* Work required
Copy every line that holds the string "sign" from the data below.

━━━

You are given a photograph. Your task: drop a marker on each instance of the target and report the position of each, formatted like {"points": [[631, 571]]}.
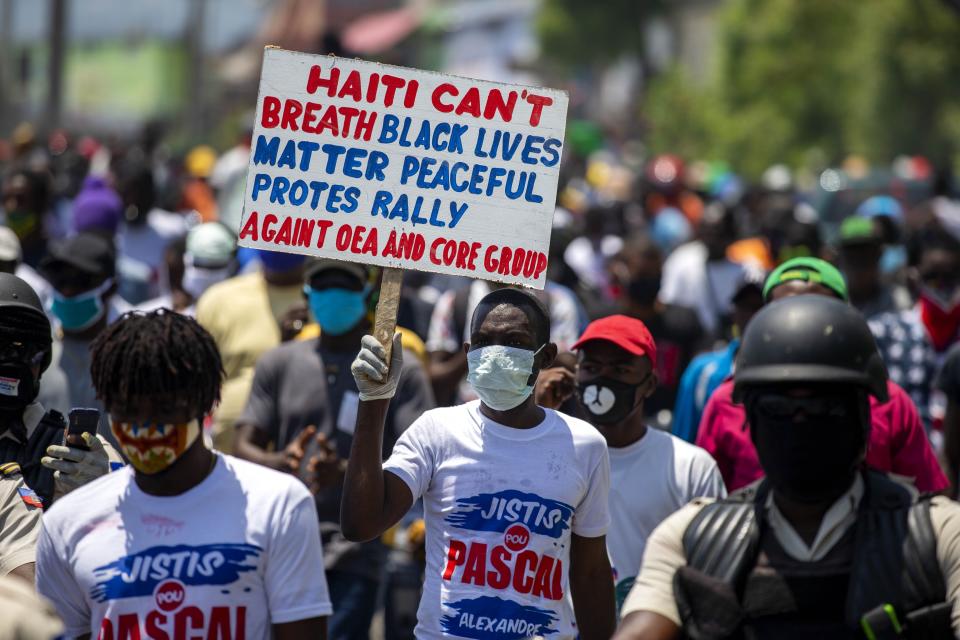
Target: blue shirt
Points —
{"points": [[705, 373]]}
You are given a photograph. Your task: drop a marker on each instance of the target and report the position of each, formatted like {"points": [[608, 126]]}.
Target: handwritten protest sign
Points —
{"points": [[403, 168]]}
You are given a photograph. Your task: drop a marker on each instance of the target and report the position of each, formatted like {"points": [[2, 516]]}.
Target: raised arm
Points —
{"points": [[373, 500]]}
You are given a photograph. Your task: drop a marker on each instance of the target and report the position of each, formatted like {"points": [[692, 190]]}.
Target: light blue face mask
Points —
{"points": [[337, 310], [893, 259], [500, 375], [77, 313]]}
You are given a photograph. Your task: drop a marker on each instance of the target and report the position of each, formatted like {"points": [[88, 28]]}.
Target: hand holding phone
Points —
{"points": [[83, 420]]}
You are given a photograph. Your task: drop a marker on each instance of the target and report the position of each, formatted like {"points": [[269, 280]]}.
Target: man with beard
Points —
{"points": [[822, 547]]}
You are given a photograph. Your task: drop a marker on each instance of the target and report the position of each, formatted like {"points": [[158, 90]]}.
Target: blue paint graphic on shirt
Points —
{"points": [[490, 618], [497, 511], [140, 573]]}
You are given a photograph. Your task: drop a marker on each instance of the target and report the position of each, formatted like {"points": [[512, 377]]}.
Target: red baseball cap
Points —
{"points": [[629, 334]]}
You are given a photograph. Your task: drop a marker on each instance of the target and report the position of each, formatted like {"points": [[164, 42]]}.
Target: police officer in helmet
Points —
{"points": [[30, 436], [822, 547]]}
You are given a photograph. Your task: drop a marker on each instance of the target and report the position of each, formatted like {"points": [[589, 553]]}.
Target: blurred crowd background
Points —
{"points": [[708, 141]]}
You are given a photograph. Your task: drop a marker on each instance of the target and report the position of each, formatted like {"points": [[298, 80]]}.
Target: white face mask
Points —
{"points": [[196, 280], [500, 375]]}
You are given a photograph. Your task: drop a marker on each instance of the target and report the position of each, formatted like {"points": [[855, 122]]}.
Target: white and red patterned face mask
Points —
{"points": [[152, 447]]}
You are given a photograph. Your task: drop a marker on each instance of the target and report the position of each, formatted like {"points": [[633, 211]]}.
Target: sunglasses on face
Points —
{"points": [[21, 352], [780, 407]]}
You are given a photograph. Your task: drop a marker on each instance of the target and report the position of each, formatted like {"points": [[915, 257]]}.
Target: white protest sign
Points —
{"points": [[403, 168]]}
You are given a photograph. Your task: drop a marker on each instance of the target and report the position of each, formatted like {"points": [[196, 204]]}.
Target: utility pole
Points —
{"points": [[194, 104], [58, 46], [7, 73]]}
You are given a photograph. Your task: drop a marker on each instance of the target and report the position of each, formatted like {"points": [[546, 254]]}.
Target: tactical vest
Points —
{"points": [[39, 478], [881, 580]]}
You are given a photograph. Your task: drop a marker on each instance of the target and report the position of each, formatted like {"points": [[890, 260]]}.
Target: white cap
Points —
{"points": [[9, 245], [211, 243]]}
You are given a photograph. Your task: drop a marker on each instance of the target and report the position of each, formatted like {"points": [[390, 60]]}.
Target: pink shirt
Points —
{"points": [[898, 443]]}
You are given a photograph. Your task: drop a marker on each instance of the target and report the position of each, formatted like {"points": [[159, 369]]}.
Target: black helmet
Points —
{"points": [[810, 339], [21, 315]]}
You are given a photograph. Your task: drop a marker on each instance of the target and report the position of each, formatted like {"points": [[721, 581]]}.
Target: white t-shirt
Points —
{"points": [[690, 281], [500, 504], [242, 548], [649, 480]]}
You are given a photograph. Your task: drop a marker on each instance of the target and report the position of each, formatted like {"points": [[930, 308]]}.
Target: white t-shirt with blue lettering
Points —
{"points": [[228, 558], [500, 506]]}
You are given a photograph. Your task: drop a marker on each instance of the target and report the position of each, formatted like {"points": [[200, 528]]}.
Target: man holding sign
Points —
{"points": [[515, 496], [403, 168], [407, 169]]}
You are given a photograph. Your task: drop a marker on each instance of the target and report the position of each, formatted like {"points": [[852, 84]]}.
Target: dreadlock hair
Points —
{"points": [[155, 353]]}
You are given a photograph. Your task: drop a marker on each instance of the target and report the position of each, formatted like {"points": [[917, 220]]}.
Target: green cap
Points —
{"points": [[858, 230], [808, 270]]}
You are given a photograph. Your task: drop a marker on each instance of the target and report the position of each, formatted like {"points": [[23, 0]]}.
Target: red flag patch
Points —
{"points": [[29, 497]]}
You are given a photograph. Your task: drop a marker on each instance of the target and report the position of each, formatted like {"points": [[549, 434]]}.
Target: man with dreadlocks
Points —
{"points": [[185, 541]]}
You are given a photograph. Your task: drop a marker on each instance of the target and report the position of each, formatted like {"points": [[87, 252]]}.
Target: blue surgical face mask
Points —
{"points": [[77, 313], [501, 375], [893, 259], [337, 310]]}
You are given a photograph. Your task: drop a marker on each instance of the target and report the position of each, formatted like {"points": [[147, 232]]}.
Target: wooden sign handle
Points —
{"points": [[385, 321]]}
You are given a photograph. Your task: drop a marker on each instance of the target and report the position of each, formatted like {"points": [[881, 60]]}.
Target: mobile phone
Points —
{"points": [[82, 421]]}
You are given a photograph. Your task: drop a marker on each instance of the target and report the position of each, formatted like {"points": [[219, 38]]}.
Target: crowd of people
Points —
{"points": [[721, 417]]}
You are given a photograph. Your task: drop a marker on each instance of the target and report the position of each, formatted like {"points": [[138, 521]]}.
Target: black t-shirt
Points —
{"points": [[679, 337]]}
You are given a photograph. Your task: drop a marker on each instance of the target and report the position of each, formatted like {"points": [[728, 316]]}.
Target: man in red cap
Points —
{"points": [[652, 473]]}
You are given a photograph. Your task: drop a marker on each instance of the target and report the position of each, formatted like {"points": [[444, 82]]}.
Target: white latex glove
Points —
{"points": [[375, 379], [75, 467]]}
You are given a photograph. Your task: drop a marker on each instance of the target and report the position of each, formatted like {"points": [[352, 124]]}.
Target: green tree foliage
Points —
{"points": [[582, 32], [907, 93], [795, 79]]}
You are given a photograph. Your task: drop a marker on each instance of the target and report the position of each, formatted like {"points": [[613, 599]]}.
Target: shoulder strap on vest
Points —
{"points": [[723, 539], [923, 581], [896, 559]]}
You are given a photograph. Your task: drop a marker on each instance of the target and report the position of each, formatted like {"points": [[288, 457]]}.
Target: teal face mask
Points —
{"points": [[337, 310], [80, 312]]}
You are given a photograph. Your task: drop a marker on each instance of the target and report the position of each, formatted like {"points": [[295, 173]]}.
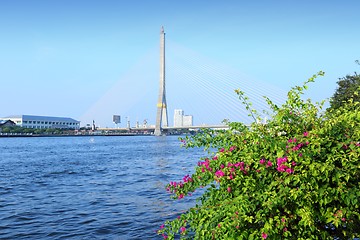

━━━

* Exercise output
Target: handwritten protest sign
Target: white protest sign
Target: man holding sign
Target: wooden sign handle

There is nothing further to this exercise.